++++ Gegeven tekst
4. Cliënten kunnen in bepaalde gevallen net zo goed of soms misschien zelfs beter geholpen zijn met zorg in natura of een volledig pakket thuis, of met een combinatie van naturazorg en PGB.
20. De rechtbank leidt uit het voorgaande af dat het de bedoeling van de wetgever is geweest om de weigeringsgronden aan te scherpen. De staatssecretaris schrijft daarover in voormelde brief dat het PGB de afgelopen jaren een grote vlucht heeft genomen. Wat is begonnen als een instrument voor niet leverbare zorg heeft zich ontwikkeld tot een gelijkwaardig alternatief voor ZIN. Dit maakte het noodzakelijk het PGB en de regelgeving eromheen door te ontwikkelen. De afgelopen jaren zijn daartoe diverse maatregelen genomen. Veel van deze maatregelen waren het gevolg van het feit dat het PGB niet solide, fraudebestendig en (financieel) toekomstbestendig is. Daarom moet volgens de staatssecretaris duidelijk gemaakt worden wat nodig is om te komen tot een solide en fraudebestendig PGB in de Wlz.
++++++++
§ Opdracht
Beantwoord de volgende vragen over de tekst over het PGB.
1. Met welke vormen van zorg kunnen cliënten volgens punt 4 in bepaalde gevallen net zo goed of zelfs beter geholpen zijn?
2. Wat was volgens de rechtbank de bedoeling van de wetgever?
3. Als wat is het PGB volgens de staatssecretaris begonnen?
De gegevens zijn hiervoor niet nodig.
++++ Aangeleverde gegevens
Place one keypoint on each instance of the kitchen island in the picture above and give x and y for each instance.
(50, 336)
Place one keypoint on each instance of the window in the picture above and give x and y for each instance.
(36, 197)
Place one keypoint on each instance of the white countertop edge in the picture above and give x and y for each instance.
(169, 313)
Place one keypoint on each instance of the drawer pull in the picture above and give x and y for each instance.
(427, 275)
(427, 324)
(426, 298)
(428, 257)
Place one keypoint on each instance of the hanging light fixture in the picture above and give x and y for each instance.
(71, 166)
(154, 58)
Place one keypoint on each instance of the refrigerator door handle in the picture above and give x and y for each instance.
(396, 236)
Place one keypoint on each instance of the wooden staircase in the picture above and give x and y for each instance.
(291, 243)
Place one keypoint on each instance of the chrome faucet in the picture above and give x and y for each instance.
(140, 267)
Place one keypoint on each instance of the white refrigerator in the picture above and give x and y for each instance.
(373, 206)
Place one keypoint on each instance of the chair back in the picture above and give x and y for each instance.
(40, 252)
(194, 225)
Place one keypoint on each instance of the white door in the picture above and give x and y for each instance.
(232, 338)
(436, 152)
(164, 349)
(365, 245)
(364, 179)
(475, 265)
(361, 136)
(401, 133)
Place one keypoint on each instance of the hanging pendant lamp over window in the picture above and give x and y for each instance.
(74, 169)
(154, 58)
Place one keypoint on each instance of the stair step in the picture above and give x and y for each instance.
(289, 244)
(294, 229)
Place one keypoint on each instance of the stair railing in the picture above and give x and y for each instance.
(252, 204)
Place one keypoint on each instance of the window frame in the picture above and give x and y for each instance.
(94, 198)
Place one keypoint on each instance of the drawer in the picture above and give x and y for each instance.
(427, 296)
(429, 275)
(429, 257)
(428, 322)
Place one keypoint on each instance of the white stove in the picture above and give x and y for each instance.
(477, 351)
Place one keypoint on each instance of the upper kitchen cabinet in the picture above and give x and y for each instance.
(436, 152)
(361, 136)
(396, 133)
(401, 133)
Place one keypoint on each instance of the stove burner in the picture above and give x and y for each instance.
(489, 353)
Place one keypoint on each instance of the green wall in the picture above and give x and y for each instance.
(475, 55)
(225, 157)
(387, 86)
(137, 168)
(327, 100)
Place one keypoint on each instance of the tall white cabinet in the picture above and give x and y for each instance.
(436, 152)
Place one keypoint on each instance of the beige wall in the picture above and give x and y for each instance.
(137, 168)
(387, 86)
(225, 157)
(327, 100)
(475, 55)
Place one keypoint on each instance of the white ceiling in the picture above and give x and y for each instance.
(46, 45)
++++++++
§ Antwoord
1. Met zorg in natura, met een volledig pakket thuis of met een combinatie van naturazorg en PGB.
2. De weigeringsgronden aanscherpen.
3. Als een instrument voor niet leverbare zorg.